**Extract**:
§
Hi Ali and Steve,

I am starting to realize that enable thread-safe glibc might not help enable 
hardware threads since there are more OS level system calls involved besides 
LL/SC.

I decided to modify glibc functions by adding a wrapper function to malloc and 
free. The wrapper function uses mutex locks so that only one thread can enter 
the body of malloc and free. The mutex locks use LL/SC. I recompiled glibc with 
crosstool, and now it works for a larger scale. I am still going through more 
tests though.

Thanks for your great support!

Jiayuan

----- Original Message ----- 
From: "Ali Saidi" <[EMAIL PROTECTED]>
To: "M5 users mailing list" <[email protected]>
Sent: 2007年6月24日 11:10 AM
Subject: Re: [m5-users] support for hardware threads (with call_pal rduniq?)


Hi Jiayuan,

We don't have a patch for it, but you can feel free to implement it.  
If you `man futex` you can get an idea about what is going on. Some  
of that code is in in libc and some of it is in the kernel (sys_futex 
() in kernel/futex.c).
Ali


On Jun 23, 2007, at 9:53 PM, Jiayuan Meng wrote:

> Hi Ali and Steve,
>
> Thanks for the insights!
>
> I am trying to fake it by assigning each thread's MISCREG_UNIQ  
> register to that of the main thread. A small scale test shows that  
> it actually works for two hardware threads. When I increase the  
> thread number to three, an "fatal" error prompts out:
>
> " fatal: syscall futex (#394) unimplemented."
>
> The trace shows that the system call happens at
> @__lll_lock_wait+72.
>
> Is there any patches available that implements this system call? or  
> how difficult it is to implement it?
>
> Does this fact means that the locking scheme involved is more  
> complex than LL/SC ? Is there anyway around it?
>
> Thanks!
>
> Jiayuan
>
> ----- Original Message -----
> From: "Steve Reinhardt" <[EMAIL PROTECTED]>
> To: "M5 users mailing list" <[email protected]>
> Sent: 2007年6月23日 7:19 AM
> Subject: Re: [m5-users] support for hardware threads (with call_pal  
> rduniq?)
>
>
>> The uniq register typically is used to hold a pointer to the per- 
>> thread
>> state.  I'm guessing that as part of creating a new thread you may  
>> need
>> to allocate some additional space (or reserve space on the thread's
>> stack) for that per-thread structure and then set the uniq  
>> register to
>> that value.
§
**Record list**:
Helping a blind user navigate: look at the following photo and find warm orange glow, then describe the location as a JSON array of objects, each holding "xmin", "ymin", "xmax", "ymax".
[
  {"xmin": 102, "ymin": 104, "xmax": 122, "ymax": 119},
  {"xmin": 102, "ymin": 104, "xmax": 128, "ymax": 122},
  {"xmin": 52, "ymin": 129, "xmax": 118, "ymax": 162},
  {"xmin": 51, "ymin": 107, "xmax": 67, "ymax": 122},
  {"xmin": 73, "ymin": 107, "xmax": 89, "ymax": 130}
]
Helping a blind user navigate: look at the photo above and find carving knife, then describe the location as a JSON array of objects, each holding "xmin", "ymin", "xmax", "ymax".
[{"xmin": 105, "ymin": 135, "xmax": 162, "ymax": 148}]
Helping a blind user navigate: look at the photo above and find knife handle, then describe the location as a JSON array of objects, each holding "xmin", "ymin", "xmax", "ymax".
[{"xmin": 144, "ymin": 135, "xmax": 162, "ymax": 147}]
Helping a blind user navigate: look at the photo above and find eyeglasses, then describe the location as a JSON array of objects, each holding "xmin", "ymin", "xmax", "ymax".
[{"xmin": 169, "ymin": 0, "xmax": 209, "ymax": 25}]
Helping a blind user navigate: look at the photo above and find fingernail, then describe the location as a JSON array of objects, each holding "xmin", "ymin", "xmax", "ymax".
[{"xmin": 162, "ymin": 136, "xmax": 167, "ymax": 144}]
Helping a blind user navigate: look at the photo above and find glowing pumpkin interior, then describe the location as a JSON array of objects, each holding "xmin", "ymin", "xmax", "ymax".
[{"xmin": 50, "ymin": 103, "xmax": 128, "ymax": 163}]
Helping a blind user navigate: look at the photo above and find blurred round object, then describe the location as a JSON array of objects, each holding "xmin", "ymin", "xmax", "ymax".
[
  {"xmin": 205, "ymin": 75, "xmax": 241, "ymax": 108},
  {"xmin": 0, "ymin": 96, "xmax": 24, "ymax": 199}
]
§
**Given exercise A**: Find every line in the records that contains the string "knife" and copy those lines. Case counts.
**Given exercise B**: Carry on the mailing-list thread about hardware threads from the point where it stops.

**Written answer A**:
Helping a blind user navigate: look at the photo above and find carving knife, then describe the location as a JSON array of objects, each holding "xmin", "ymin", "xmax", "ymax".
Helping a blind user navigate: look at the photo above and find knife handle, then describe the location as a JSON array of objects, each holding "xmin", "ymin", "xmax", "ymax".

**Written answer B**:
>>
>> The Tru64 pthreads code already does this, so you can look in
>> src/kern/tru64 for an example (grep for MISCREG_UNIQ in tru64.hh).
>> Unfortunately you'll probably have to look at the Linux pthreads  
>> library
>> source (or maybe the kernel?) to figure out exactly what Linux  
>> requires
>> (how much space to allocate, whether the space needs to be  
>> initialized,
>> etc.).
>>
>> By all means, please keep us posted...
>>
>> Steve
>>
>> Ali Saidi wrote:
>>> Hi Jiayuan,
>>>
>>> RD Uniq is a PAL code call that the unique field of the Process  
>>> Control
>>> Block (PCB). The PCB describes a process to the pal code. It doesn't
>>> really exist for running is syscall emulation mode, however we do
>>> implement the read uniq/write uniq call pals. I believe there are  
>>> two
>>> possibilities of what is going wrong. a) The kernel puts some  
>>> value in
>>> the unique area of the PCB that we don't or b) when you copy the  
>>> thread
>>> context for the new thread you don't copy the Runiq register and  
>>> that is
>>> causing the problem.
>>>
>>> You can read about it in the Alpha Architecture Reference Manual.  
>>> The
>>> code is ~718 in decoder.isa and if you look at the system code on
>>> m5sim.org you can see the real implementation of rduniq in osfpal.S
>>>
>>> Ali
>>>
>>> On Jun 22, 2007, at 10:31 AM, Jiayuan Meng wrote:
>>>
>>>> Hey all,
>>>>
>>>> continued on the synchronization mail thread...
>>>>
>>>> I tried gcc-3.4.5-glibc-2.3.5.dat to configure the cross tool. I  
>>>> added
>>>> in the following options to enable thread local storage(tls):
>>>>
>>>> GLIBC-EXTRA-CONFIG="GLIBC_EXTRA_CONFIG --with-tls --with-__thread
>>>> --enable-kernel=2.4.18"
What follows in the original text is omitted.